EXERCISE DIRECTIONS: Once you find a line containing the word "frame" in the entries below, copy it.

[Dataset entries]

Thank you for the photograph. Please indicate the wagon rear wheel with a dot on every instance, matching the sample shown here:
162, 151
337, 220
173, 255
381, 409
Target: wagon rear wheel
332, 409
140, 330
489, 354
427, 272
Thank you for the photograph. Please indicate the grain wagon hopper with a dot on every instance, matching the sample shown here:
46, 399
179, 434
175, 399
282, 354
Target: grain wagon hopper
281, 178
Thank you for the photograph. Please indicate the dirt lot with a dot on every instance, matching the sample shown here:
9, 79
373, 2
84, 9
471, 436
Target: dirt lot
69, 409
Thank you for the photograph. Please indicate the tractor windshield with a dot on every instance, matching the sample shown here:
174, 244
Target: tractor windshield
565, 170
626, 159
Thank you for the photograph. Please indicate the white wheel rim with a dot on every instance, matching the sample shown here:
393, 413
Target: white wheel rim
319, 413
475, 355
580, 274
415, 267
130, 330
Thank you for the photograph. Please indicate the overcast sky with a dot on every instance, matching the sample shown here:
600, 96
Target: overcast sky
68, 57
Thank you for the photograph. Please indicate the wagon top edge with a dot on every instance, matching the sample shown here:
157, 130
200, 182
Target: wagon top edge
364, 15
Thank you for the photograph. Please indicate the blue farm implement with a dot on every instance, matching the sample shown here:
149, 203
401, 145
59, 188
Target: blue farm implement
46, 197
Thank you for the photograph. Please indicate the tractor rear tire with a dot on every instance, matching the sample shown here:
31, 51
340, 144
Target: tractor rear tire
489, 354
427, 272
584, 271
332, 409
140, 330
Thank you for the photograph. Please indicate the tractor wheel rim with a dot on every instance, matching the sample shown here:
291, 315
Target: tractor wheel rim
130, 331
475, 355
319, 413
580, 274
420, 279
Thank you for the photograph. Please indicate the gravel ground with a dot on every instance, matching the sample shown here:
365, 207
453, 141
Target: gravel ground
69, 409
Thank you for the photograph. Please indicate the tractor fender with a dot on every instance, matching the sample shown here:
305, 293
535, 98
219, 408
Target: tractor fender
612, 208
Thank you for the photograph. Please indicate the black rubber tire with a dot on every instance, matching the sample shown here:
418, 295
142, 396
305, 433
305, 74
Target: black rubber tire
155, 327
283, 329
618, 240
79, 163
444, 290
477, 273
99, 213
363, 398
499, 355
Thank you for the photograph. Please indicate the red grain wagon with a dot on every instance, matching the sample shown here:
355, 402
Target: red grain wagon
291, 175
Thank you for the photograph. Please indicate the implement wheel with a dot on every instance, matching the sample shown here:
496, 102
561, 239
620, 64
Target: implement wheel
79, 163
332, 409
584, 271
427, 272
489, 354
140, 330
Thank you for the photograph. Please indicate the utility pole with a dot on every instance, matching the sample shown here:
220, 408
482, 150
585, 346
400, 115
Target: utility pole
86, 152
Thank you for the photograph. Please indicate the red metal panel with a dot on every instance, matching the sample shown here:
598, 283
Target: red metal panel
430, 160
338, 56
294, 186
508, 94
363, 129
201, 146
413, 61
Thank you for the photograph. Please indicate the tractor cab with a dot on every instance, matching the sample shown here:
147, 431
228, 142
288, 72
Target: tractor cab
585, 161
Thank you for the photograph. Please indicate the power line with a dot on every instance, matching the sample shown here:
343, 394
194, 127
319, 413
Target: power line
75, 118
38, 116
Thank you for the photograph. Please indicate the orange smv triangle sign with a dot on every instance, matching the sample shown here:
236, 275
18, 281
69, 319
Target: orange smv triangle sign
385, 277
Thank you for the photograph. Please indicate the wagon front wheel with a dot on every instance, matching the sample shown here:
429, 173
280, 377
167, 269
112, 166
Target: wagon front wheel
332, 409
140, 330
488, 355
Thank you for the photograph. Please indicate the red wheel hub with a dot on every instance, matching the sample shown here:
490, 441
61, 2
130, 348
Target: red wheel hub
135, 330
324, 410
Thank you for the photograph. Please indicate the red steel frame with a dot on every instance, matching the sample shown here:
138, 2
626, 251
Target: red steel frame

ANSWER SPACE:
Thank you for the photograph. Please indicate the red steel frame with a dot on every instance, matching the sample shown here:
Target: red steel frame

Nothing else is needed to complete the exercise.